# DATASET ROWS:

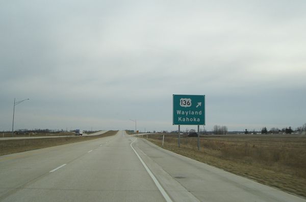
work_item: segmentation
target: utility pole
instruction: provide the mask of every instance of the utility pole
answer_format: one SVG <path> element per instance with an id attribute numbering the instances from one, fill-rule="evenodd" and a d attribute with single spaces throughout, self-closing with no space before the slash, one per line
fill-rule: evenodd
<path id="1" fill-rule="evenodd" d="M 23 99 L 23 100 L 21 100 L 21 101 L 18 101 L 17 103 L 16 103 L 15 102 L 16 98 L 14 98 L 14 110 L 13 111 L 13 126 L 12 127 L 12 137 L 13 137 L 13 136 L 14 135 L 14 116 L 15 115 L 15 106 L 16 106 L 18 104 L 19 104 L 20 103 L 21 103 L 23 101 L 26 101 L 28 99 Z"/>

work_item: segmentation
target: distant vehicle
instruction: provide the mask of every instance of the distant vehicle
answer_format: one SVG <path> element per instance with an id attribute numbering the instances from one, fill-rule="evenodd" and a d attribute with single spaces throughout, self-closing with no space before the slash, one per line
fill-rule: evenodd
<path id="1" fill-rule="evenodd" d="M 75 135 L 82 136 L 82 135 L 83 135 L 83 133 L 84 133 L 84 132 L 82 130 L 81 130 L 80 129 L 76 129 L 75 130 Z"/>

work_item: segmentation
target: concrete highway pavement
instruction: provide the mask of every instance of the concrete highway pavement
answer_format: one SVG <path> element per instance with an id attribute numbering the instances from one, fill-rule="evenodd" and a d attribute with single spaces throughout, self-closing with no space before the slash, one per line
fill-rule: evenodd
<path id="1" fill-rule="evenodd" d="M 96 133 L 92 133 L 91 134 L 84 134 L 84 136 L 93 136 L 94 135 L 101 135 L 106 133 L 109 131 L 100 131 Z M 73 135 L 74 133 L 72 133 Z M 0 136 L 0 140 L 19 140 L 21 139 L 39 139 L 39 138 L 55 138 L 59 137 L 82 137 L 75 135 L 64 135 L 64 136 L 37 136 L 37 137 L 1 137 Z"/>
<path id="2" fill-rule="evenodd" d="M 123 131 L 3 156 L 0 170 L 4 201 L 306 201 Z"/>

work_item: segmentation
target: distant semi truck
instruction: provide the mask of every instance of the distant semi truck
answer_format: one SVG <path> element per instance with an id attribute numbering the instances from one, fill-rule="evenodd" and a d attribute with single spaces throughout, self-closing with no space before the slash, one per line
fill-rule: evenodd
<path id="1" fill-rule="evenodd" d="M 75 130 L 75 135 L 83 135 L 84 133 L 84 132 L 83 132 L 83 131 L 81 130 L 80 129 L 76 129 Z"/>

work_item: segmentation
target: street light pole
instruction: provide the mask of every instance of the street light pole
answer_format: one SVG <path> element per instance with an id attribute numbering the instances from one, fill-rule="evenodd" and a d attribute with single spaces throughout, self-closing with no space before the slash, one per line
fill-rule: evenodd
<path id="1" fill-rule="evenodd" d="M 13 135 L 14 135 L 14 116 L 15 115 L 15 106 L 16 106 L 17 105 L 21 103 L 23 101 L 26 101 L 28 99 L 23 99 L 23 100 L 21 100 L 21 101 L 18 101 L 17 103 L 16 103 L 15 102 L 16 98 L 14 98 L 14 110 L 13 110 L 13 126 L 12 127 L 12 137 L 13 137 Z"/>

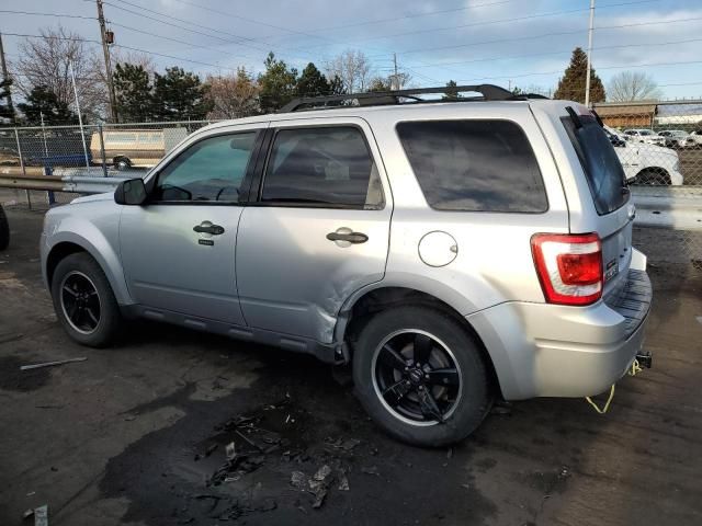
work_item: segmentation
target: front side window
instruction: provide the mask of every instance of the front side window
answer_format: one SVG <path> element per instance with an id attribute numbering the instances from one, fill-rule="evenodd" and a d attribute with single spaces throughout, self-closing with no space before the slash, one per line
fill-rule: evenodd
<path id="1" fill-rule="evenodd" d="M 158 174 L 154 201 L 238 202 L 256 132 L 191 145 Z"/>
<path id="2" fill-rule="evenodd" d="M 524 132 L 510 121 L 417 121 L 397 133 L 437 210 L 543 213 L 546 191 Z"/>
<path id="3" fill-rule="evenodd" d="M 381 181 L 361 130 L 353 126 L 279 130 L 265 169 L 261 202 L 382 208 Z"/>

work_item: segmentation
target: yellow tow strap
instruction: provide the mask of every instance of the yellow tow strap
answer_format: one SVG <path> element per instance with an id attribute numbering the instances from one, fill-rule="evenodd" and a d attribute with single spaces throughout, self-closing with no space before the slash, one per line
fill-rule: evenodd
<path id="1" fill-rule="evenodd" d="M 636 376 L 643 369 L 641 368 L 641 365 L 638 365 L 638 361 L 634 359 L 634 362 L 632 363 L 632 368 L 629 369 L 626 371 L 626 374 L 629 376 Z M 612 387 L 610 388 L 610 396 L 607 399 L 607 402 L 604 402 L 604 405 L 602 407 L 602 409 L 600 409 L 600 407 L 597 403 L 595 403 L 590 397 L 585 397 L 585 399 L 588 401 L 588 403 L 590 405 L 592 405 L 595 408 L 595 410 L 600 414 L 604 414 L 604 413 L 607 413 L 607 411 L 609 411 L 610 403 L 612 403 L 612 399 L 613 398 L 614 398 L 614 384 L 612 384 Z"/>

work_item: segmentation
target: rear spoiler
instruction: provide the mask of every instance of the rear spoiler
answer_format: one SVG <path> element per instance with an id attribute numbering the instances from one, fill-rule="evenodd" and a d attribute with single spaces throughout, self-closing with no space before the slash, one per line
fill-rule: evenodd
<path id="1" fill-rule="evenodd" d="M 582 121 L 580 119 L 580 115 L 578 115 L 578 113 L 571 106 L 566 106 L 566 112 L 568 112 L 568 115 L 570 116 L 570 121 L 573 121 L 573 124 L 575 124 L 575 127 L 576 128 L 581 128 L 582 127 Z M 604 123 L 602 122 L 600 116 L 597 114 L 597 112 L 595 110 L 590 110 L 590 113 L 595 117 L 595 121 L 597 121 L 597 124 L 599 124 L 600 127 L 603 128 L 604 127 Z"/>

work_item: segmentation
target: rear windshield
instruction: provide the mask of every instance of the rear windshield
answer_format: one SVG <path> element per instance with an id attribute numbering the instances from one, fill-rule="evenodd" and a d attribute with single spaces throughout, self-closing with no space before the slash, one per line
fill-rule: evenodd
<path id="1" fill-rule="evenodd" d="M 598 214 L 621 208 L 629 199 L 629 192 L 624 191 L 626 178 L 604 129 L 590 115 L 580 115 L 580 128 L 570 117 L 561 121 L 578 153 Z"/>
<path id="2" fill-rule="evenodd" d="M 397 134 L 427 203 L 437 210 L 548 208 L 534 152 L 513 122 L 405 122 Z"/>

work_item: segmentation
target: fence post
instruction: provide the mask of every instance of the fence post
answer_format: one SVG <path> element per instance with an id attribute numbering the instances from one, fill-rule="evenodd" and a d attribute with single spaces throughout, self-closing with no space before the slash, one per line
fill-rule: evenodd
<path id="1" fill-rule="evenodd" d="M 98 124 L 98 134 L 100 134 L 100 155 L 102 156 L 102 176 L 107 176 L 107 161 L 105 159 L 105 141 L 102 137 L 102 123 Z"/>
<path id="2" fill-rule="evenodd" d="M 24 158 L 22 157 L 22 146 L 20 145 L 20 133 L 18 128 L 14 128 L 14 140 L 18 144 L 18 156 L 20 156 L 20 167 L 22 168 L 22 175 L 26 175 L 26 169 L 24 168 Z M 26 206 L 32 209 L 32 199 L 30 197 L 30 191 L 25 190 L 24 194 L 26 195 Z"/>

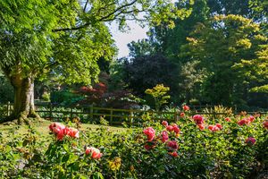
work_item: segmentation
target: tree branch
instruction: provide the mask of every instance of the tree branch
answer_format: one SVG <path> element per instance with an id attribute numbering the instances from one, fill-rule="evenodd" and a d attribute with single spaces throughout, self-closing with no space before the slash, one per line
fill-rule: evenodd
<path id="1" fill-rule="evenodd" d="M 119 11 L 128 7 L 128 6 L 130 6 L 132 4 L 134 4 L 135 3 L 137 3 L 138 0 L 133 0 L 131 3 L 130 4 L 126 4 L 124 5 L 121 5 L 120 7 L 118 7 L 117 9 L 115 9 L 113 12 L 108 13 L 107 15 L 104 16 L 104 17 L 101 17 L 100 19 L 97 19 L 96 21 L 113 21 L 115 18 L 113 18 L 111 20 L 107 20 L 109 19 L 112 15 L 115 14 L 116 13 L 118 13 Z M 134 10 L 133 11 L 130 11 L 129 13 L 133 13 L 135 12 Z M 123 12 L 122 12 L 123 13 Z M 118 17 L 118 15 L 120 15 L 121 13 L 117 13 L 116 17 Z M 88 26 L 89 26 L 91 23 L 89 21 L 84 23 L 83 25 L 80 25 L 80 26 L 77 26 L 77 27 L 71 27 L 71 28 L 62 28 L 62 29 L 56 29 L 56 30 L 53 30 L 52 31 L 53 32 L 58 32 L 58 31 L 68 31 L 68 30 L 80 30 L 80 29 L 83 29 L 83 28 L 87 28 Z"/>

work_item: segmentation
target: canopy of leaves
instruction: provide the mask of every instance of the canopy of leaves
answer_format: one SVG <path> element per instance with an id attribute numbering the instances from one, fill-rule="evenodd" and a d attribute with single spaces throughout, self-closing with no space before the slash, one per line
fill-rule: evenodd
<path id="1" fill-rule="evenodd" d="M 7 76 L 54 74 L 67 83 L 96 79 L 97 60 L 115 55 L 107 23 L 172 24 L 189 11 L 163 0 L 3 0 L 0 68 Z"/>

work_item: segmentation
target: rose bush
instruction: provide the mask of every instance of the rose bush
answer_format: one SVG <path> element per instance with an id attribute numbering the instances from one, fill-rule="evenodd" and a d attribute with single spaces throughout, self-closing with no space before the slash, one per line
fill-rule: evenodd
<path id="1" fill-rule="evenodd" d="M 189 114 L 121 132 L 71 123 L 51 124 L 49 137 L 31 125 L 25 135 L 14 128 L 0 135 L 0 176 L 247 178 L 267 171 L 267 116 Z"/>

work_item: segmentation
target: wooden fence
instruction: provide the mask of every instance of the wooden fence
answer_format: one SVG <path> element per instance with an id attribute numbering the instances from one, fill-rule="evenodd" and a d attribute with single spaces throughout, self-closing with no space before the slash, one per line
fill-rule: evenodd
<path id="1" fill-rule="evenodd" d="M 0 111 L 1 117 L 9 116 L 13 110 L 13 105 L 7 103 L 2 105 L 2 110 Z M 207 107 L 207 106 L 204 106 Z M 110 124 L 121 124 L 126 123 L 130 125 L 137 125 L 142 124 L 147 117 L 152 120 L 168 120 L 170 122 L 176 122 L 180 120 L 180 115 L 181 111 L 173 109 L 173 111 L 153 111 L 153 110 L 140 110 L 140 109 L 118 109 L 109 107 L 97 107 L 94 106 L 83 107 L 65 107 L 61 106 L 54 106 L 52 104 L 36 104 L 37 112 L 43 118 L 50 120 L 59 121 L 65 120 L 67 118 L 72 119 L 79 117 L 82 122 L 98 122 L 100 117 L 105 118 Z M 247 112 L 247 114 L 255 114 L 256 112 Z M 268 112 L 257 112 L 261 115 L 267 115 Z M 205 115 L 211 118 L 221 118 L 230 115 L 227 113 L 204 113 L 200 111 L 191 111 L 189 115 L 196 114 Z M 239 114 L 237 112 L 235 115 Z"/>

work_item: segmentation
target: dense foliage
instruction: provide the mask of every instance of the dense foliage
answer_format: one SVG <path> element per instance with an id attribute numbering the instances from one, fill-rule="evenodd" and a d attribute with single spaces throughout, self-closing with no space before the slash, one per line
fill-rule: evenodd
<path id="1" fill-rule="evenodd" d="M 188 116 L 176 123 L 148 118 L 144 129 L 113 132 L 51 124 L 38 135 L 30 124 L 0 135 L 1 177 L 245 178 L 267 170 L 267 116 Z M 47 135 L 46 135 L 47 136 Z"/>
<path id="2" fill-rule="evenodd" d="M 166 63 L 173 64 L 176 73 L 155 68 L 158 79 L 172 74 L 169 81 L 171 91 L 176 91 L 171 93 L 172 101 L 266 107 L 267 4 L 196 0 L 176 5 L 190 8 L 191 14 L 174 21 L 173 29 L 163 22 L 149 30 L 148 38 L 131 42 L 130 60 L 146 63 L 148 55 L 161 54 Z M 134 63 L 129 66 L 137 72 L 145 68 Z M 138 77 L 138 81 L 130 81 L 126 75 L 125 82 L 142 95 L 135 87 L 148 80 L 147 75 Z"/>

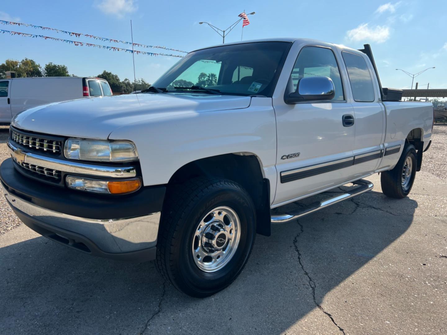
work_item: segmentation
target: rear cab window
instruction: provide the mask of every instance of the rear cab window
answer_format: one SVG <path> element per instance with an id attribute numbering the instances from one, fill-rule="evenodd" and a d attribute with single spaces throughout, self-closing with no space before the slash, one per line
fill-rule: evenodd
<path id="1" fill-rule="evenodd" d="M 89 86 L 89 93 L 90 96 L 101 96 L 102 92 L 101 91 L 101 86 L 99 80 L 87 80 Z"/>
<path id="2" fill-rule="evenodd" d="M 0 81 L 0 97 L 8 96 L 8 88 L 9 85 L 8 80 Z"/>
<path id="3" fill-rule="evenodd" d="M 342 51 L 342 55 L 348 71 L 354 100 L 358 102 L 374 101 L 374 87 L 365 59 L 360 55 L 347 51 Z"/>
<path id="4" fill-rule="evenodd" d="M 102 88 L 102 93 L 105 96 L 110 96 L 112 95 L 112 90 L 110 89 L 109 83 L 104 80 L 99 80 L 99 83 L 101 84 L 101 88 Z"/>

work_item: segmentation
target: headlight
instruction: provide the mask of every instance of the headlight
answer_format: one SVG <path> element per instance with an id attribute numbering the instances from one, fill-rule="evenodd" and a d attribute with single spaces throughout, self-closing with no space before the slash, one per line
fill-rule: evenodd
<path id="1" fill-rule="evenodd" d="M 131 162 L 138 160 L 135 145 L 128 141 L 96 141 L 69 138 L 63 149 L 70 159 L 97 162 Z"/>
<path id="2" fill-rule="evenodd" d="M 68 176 L 65 183 L 69 188 L 103 194 L 125 194 L 135 192 L 141 187 L 139 178 L 107 181 Z"/>

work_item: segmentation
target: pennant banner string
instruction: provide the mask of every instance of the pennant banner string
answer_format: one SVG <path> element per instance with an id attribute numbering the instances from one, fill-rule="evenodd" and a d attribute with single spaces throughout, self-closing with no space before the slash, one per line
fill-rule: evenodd
<path id="1" fill-rule="evenodd" d="M 4 30 L 0 29 L 0 33 L 2 34 L 8 34 L 11 35 L 17 35 L 25 37 L 32 37 L 34 38 L 43 38 L 45 40 L 52 40 L 53 41 L 58 41 L 60 42 L 65 42 L 70 44 L 74 44 L 76 46 L 93 46 L 94 48 L 99 48 L 100 49 L 105 49 L 107 50 L 111 50 L 114 51 L 124 51 L 125 52 L 130 52 L 135 53 L 137 54 L 146 54 L 148 56 L 169 56 L 172 57 L 182 58 L 183 56 L 180 54 L 160 54 L 156 52 L 148 52 L 147 51 L 141 51 L 138 50 L 131 50 L 128 49 L 123 49 L 118 48 L 116 46 L 103 46 L 99 44 L 93 44 L 91 43 L 85 43 L 85 42 L 80 42 L 77 41 L 71 41 L 71 40 L 64 40 L 63 38 L 58 38 L 55 37 L 50 37 L 49 36 L 44 36 L 42 35 L 34 35 L 33 34 L 25 34 L 25 33 L 20 33 L 18 31 L 11 31 L 10 30 Z"/>
<path id="2" fill-rule="evenodd" d="M 57 33 L 62 33 L 64 34 L 67 34 L 69 35 L 70 36 L 76 36 L 76 37 L 80 37 L 80 36 L 85 36 L 86 37 L 88 37 L 90 38 L 94 38 L 96 40 L 99 40 L 103 42 L 113 42 L 114 43 L 122 43 L 125 44 L 127 44 L 128 45 L 132 45 L 131 42 L 127 42 L 125 41 L 120 41 L 119 40 L 115 40 L 113 38 L 107 38 L 105 37 L 100 37 L 99 36 L 95 36 L 93 35 L 89 35 L 89 34 L 83 34 L 80 33 L 73 33 L 71 31 L 66 31 L 66 30 L 61 30 L 59 29 L 56 29 L 55 28 L 48 28 L 48 27 L 43 27 L 41 25 L 31 25 L 29 23 L 21 23 L 20 22 L 12 22 L 11 21 L 5 21 L 3 20 L 0 20 L 0 23 L 2 25 L 23 25 L 25 27 L 32 27 L 35 29 L 41 29 L 42 30 L 52 30 L 53 31 L 55 31 Z M 135 46 L 139 46 L 143 48 L 155 48 L 157 49 L 164 49 L 165 50 L 170 50 L 173 51 L 177 51 L 178 52 L 183 52 L 185 54 L 187 54 L 188 51 L 184 51 L 182 50 L 178 50 L 176 49 L 171 49 L 171 48 L 167 48 L 165 46 L 151 46 L 148 45 L 146 44 L 141 44 L 139 43 L 134 43 L 133 45 Z"/>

# EXERCISE DIRECTIONS:
Reproduce the records from their start through the line containing "75 135 L 82", switching "mask" to "outline" and leaving everything else unchanged. Omit the pictures from your answer.

# EXERCISE RESULT:
work_item: segmentation
target: utility pole
instruction: provide the outline of every instance of the utility pole
answer_format: one SVG <path> element per instance with an id attribute numbering the instances from one, fill-rule="evenodd" and a d attribute with single spaces throughout, self-closing with no space before the slash, one per line
fill-rule: evenodd
<path id="1" fill-rule="evenodd" d="M 23 99 L 23 100 L 21 100 L 21 101 L 18 101 L 17 103 L 16 103 L 15 102 L 16 98 L 14 98 L 14 110 L 13 111 L 13 126 L 12 127 L 12 137 L 13 137 L 13 136 L 14 135 L 14 116 L 15 115 L 15 106 L 16 106 L 18 104 L 19 104 L 20 103 L 21 103 L 23 101 L 26 101 L 28 99 Z"/>

work_item: segmentation
target: distant vehicle
instruction: provide the outline of every instance of the distant vehicle
answer_format: one SVG <path> element per instance with an id attribute numbering the instances from one, fill-rule="evenodd" and a d attribute with single spaces throughout, self-closing with no space before the slash, one per line
fill-rule: evenodd
<path id="1" fill-rule="evenodd" d="M 75 135 L 82 136 L 82 135 L 83 135 L 83 133 L 84 133 L 84 132 L 82 130 L 81 130 L 80 129 L 76 129 L 75 130 Z"/>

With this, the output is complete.